Return a copy of every line in the data below that contains "painted".

Top of Information provided

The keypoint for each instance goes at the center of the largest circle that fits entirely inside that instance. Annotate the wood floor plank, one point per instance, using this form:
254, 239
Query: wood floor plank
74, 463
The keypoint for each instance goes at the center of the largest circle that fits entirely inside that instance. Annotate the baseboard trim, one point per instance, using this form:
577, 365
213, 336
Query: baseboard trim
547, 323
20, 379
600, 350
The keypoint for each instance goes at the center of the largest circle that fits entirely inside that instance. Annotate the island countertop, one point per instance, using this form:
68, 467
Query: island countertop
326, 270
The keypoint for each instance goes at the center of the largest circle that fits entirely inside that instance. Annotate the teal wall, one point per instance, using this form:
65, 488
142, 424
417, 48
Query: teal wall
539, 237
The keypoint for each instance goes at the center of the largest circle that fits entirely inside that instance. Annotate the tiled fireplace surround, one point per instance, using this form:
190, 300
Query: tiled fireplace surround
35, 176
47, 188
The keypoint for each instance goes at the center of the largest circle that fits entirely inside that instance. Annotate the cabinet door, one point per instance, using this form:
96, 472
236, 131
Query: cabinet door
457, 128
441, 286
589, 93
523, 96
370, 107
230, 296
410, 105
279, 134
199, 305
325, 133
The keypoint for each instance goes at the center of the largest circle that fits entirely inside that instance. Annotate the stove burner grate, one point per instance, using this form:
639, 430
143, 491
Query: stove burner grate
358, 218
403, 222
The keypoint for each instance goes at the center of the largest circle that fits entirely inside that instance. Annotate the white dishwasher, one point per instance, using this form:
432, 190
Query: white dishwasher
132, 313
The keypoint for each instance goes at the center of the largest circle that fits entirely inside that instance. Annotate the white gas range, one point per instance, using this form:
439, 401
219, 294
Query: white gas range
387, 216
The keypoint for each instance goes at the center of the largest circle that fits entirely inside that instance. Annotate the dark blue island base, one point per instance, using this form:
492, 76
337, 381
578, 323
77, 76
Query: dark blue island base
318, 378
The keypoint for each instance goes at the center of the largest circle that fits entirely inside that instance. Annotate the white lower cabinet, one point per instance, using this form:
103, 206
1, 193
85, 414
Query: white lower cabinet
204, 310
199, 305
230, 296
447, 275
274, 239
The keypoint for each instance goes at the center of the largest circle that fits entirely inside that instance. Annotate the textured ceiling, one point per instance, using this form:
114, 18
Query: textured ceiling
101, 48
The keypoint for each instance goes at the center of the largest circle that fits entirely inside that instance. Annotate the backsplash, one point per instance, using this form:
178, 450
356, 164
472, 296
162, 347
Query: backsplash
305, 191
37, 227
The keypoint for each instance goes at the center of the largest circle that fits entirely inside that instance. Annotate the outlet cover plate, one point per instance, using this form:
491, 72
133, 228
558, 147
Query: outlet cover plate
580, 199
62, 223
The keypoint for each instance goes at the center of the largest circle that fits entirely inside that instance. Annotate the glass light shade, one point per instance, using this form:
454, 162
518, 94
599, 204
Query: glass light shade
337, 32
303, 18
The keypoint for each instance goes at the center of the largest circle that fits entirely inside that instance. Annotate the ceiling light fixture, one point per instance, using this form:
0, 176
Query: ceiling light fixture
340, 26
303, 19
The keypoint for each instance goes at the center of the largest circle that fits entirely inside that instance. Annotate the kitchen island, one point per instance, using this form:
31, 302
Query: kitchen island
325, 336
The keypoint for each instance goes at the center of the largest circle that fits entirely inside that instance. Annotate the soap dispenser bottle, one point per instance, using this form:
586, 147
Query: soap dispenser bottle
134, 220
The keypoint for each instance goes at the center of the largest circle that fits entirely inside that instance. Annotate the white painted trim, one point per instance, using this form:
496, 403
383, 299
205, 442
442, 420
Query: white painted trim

Bottom of Information provided

Task result
The keypoint for each instance goes at the center of the largest circle that fits entirely inside that instance. Annotate the white painted trim, one point per instance, using this form:
Query: white painted trim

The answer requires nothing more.